Written instruction 1:
In the post about the Shaggy meme profile picture, what username does the writer pair with that picture?
Written instruction 2:
Pick up the post about the Shaggy meme profile picture after its final sentence and write the next paragraph.

Page:
Funnily enough, ever since I made this shaggy meme pic my pfp as "underestimated-heroine" a lot more transphobes have assumed I'm trans and attempted to disrespect pronouns I've never shared. To me, this phenomenon showcases the idiocy of the "radical feminist" mindset in a small yet entertaining and poignant way. They see "heroine" next to a famous meme which happens to have facial hair (on a site where often anonymous users literally gender themselves however the fuck they want moment-to-moment in an act of genuinely inspiring collective rebellion). And without any further investigation, their Weird Sad Koolaid-poisoned neurons begin wailing about how Heroine Shaggy oppresses them on the basis of (presumably) being born with a cartoon cylinder instead of a cartoon hole, but I digress.
When people unfollow me, I generally don't take it personally unless I can pinpoint something I've reblogged or said to inspire people to unfollow me. In which case, I accept that we've reached an impasse and take my own direction, or reflect on my own actions and try to do better. Not so, for those who are pitter-pattering their stupid little fucking feet around on the surface of fascist rhetoric quicksand.

Information supplied:

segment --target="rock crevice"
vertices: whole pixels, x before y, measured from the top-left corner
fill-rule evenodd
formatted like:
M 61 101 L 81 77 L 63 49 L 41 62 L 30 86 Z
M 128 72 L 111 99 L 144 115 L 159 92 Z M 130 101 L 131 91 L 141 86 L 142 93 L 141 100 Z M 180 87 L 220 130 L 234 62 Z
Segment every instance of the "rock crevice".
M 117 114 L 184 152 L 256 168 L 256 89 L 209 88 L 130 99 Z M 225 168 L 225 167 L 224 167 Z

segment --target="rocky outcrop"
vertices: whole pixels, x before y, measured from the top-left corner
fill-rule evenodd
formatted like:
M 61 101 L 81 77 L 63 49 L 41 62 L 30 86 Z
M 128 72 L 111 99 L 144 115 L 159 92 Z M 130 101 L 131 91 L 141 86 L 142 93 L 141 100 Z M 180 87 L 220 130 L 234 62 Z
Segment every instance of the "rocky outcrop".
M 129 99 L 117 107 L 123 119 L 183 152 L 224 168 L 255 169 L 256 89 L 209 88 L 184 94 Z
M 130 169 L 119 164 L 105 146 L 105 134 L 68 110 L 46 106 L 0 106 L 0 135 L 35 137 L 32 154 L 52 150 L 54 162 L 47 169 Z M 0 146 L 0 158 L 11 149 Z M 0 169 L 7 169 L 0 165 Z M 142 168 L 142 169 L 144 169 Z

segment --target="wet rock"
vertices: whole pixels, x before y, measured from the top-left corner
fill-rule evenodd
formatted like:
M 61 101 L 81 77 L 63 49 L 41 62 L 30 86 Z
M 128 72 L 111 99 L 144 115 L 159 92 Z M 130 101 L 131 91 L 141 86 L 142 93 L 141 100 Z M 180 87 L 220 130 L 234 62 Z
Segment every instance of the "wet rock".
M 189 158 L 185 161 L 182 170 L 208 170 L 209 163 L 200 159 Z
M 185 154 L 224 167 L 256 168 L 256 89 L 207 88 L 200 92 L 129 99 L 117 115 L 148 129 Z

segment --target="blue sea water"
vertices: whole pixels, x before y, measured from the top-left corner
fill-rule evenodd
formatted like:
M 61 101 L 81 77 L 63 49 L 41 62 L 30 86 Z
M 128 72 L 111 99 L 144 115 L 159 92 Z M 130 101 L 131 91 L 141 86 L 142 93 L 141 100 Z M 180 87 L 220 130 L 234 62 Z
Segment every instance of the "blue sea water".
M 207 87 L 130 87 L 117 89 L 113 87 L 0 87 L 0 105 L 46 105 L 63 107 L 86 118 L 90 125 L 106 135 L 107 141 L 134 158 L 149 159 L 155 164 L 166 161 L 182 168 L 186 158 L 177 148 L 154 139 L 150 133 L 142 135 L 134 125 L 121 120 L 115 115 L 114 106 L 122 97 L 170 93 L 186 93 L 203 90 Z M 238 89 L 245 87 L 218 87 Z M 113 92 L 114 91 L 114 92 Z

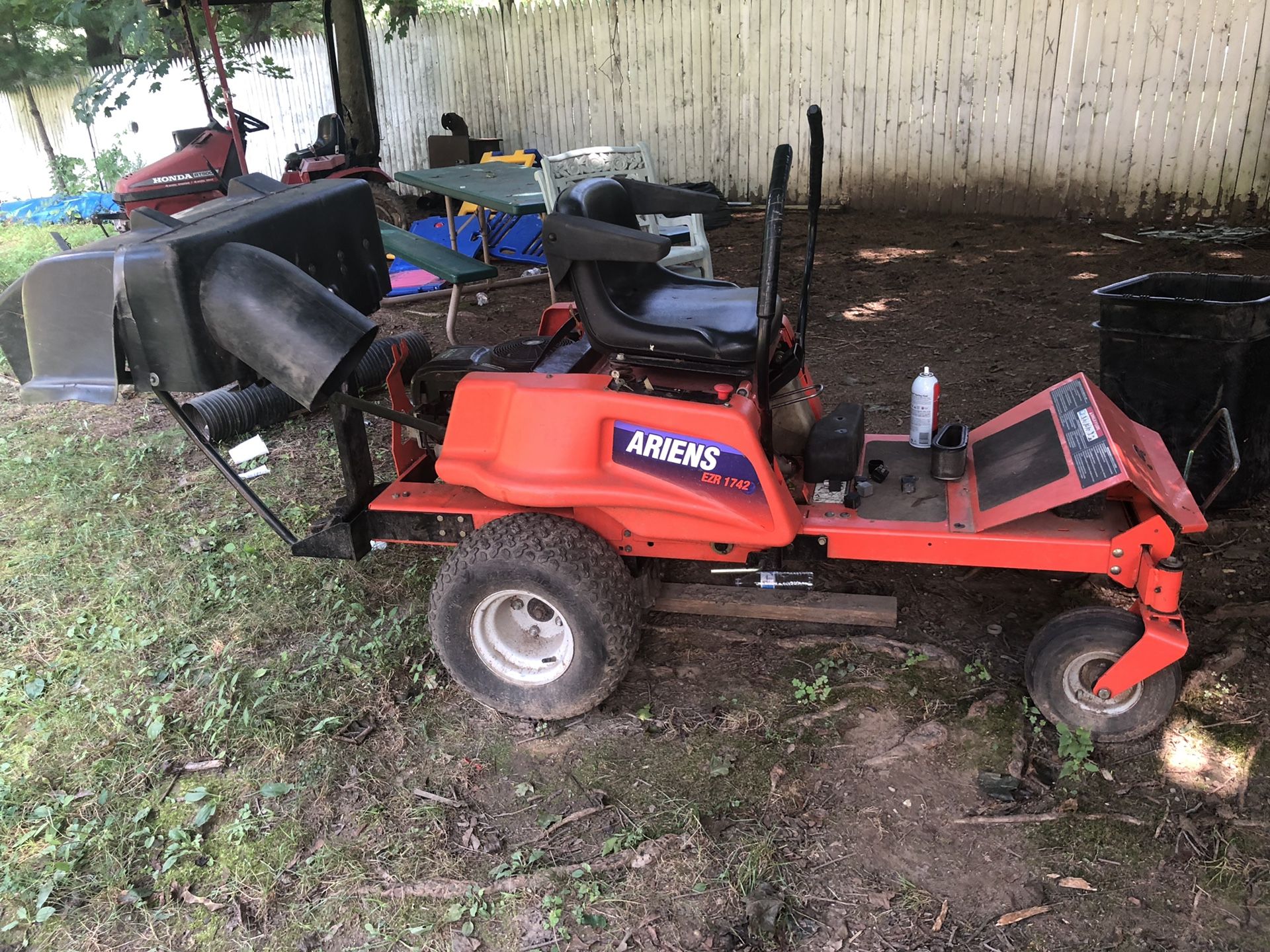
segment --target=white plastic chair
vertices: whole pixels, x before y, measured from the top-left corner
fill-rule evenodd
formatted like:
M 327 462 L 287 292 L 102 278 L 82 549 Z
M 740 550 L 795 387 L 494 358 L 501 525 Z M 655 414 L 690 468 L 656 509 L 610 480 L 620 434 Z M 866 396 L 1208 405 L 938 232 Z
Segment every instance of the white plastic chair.
M 573 183 L 610 175 L 662 184 L 646 142 L 634 146 L 589 146 L 544 156 L 542 168 L 535 171 L 547 212 L 555 209 L 556 198 Z M 653 235 L 682 232 L 687 228 L 688 244 L 672 245 L 671 253 L 659 264 L 674 270 L 692 269 L 702 278 L 714 278 L 714 261 L 710 259 L 710 242 L 706 240 L 702 216 L 668 218 L 664 215 L 641 215 L 639 221 Z

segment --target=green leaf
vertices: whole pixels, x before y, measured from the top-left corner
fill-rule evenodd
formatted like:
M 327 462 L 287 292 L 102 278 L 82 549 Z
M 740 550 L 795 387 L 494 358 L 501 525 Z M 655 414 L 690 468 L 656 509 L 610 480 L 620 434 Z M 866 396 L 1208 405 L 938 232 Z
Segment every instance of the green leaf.
M 732 760 L 718 754 L 710 758 L 711 777 L 726 777 L 729 773 L 732 773 Z

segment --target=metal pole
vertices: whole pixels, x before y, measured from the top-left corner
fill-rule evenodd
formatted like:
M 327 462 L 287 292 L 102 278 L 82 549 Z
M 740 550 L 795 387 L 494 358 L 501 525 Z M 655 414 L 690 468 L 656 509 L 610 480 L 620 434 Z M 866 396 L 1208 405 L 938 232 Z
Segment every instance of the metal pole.
M 203 0 L 204 4 L 206 1 L 207 0 Z M 237 494 L 246 500 L 246 504 L 255 510 L 255 514 L 264 519 L 265 524 L 278 533 L 287 546 L 296 545 L 300 539 L 296 538 L 295 533 L 282 524 L 282 520 L 273 514 L 273 510 L 265 505 L 260 496 L 251 491 L 251 487 L 248 486 L 243 481 L 243 477 L 237 475 L 237 470 L 225 462 L 225 458 L 216 452 L 216 447 L 212 446 L 212 442 L 203 435 L 202 430 L 190 423 L 188 416 L 185 416 L 185 411 L 180 409 L 180 404 L 173 399 L 171 393 L 165 390 L 156 390 L 154 391 L 154 395 L 159 397 L 159 402 L 164 405 L 168 413 L 177 418 L 177 423 L 180 424 L 180 428 L 185 430 L 189 438 L 194 440 L 199 449 L 203 451 L 203 456 L 212 461 L 212 466 L 220 470 L 221 476 L 229 480 L 229 484 L 234 486 L 234 489 L 237 490 Z

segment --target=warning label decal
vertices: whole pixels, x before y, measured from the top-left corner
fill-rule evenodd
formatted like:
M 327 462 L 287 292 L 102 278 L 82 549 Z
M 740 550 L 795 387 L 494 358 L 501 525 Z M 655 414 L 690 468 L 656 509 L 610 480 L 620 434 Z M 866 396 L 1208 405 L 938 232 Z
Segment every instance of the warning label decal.
M 1072 453 L 1081 489 L 1088 489 L 1120 475 L 1115 452 L 1107 443 L 1106 433 L 1092 410 L 1092 401 L 1085 385 L 1073 380 L 1053 391 L 1054 411 L 1063 439 Z

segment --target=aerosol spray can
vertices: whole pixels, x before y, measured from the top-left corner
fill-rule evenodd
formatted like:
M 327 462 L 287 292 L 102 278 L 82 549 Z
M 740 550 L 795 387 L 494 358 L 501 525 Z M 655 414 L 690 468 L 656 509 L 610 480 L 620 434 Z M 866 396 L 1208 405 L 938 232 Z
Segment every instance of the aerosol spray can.
M 940 425 L 940 381 L 930 367 L 913 378 L 913 400 L 908 416 L 908 442 L 921 449 L 931 446 Z

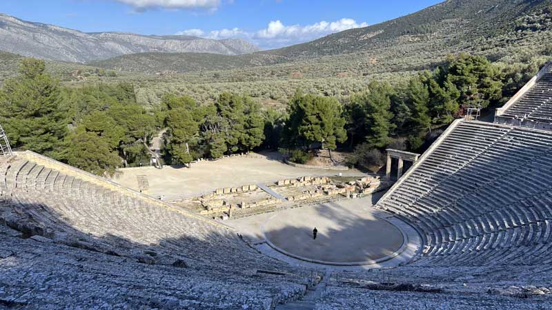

Right answer 1:
"underestimated-heroine"

Right answer 2:
I'm starting to get what those people I always thought were annoying mean when they say they feel bad for hateful people, because I can't fathom the amount of work it will take to unlearn the entitlement necessary to believe someone choosing not to engage with you online is an act of oppression. When I find out that one of the many bigots on this site blocked me, I'm sad to discover they're a bigot, but ultimately glad there's no chance we'll interact anymore. Even if they're not a bigot and it's for no seemingly discernable reason in regards to ideology/politics, I respect when someone else blocks or unfollows me because they are not obligated to engage with me or my energy. I am not owed anything by them. Maybe they just don't want any more followers, maybe they don't like one of my interests. It doesn't matter because ultimately, that's their choice. They don't even owe me an explanation. Why would they? We are strangers online.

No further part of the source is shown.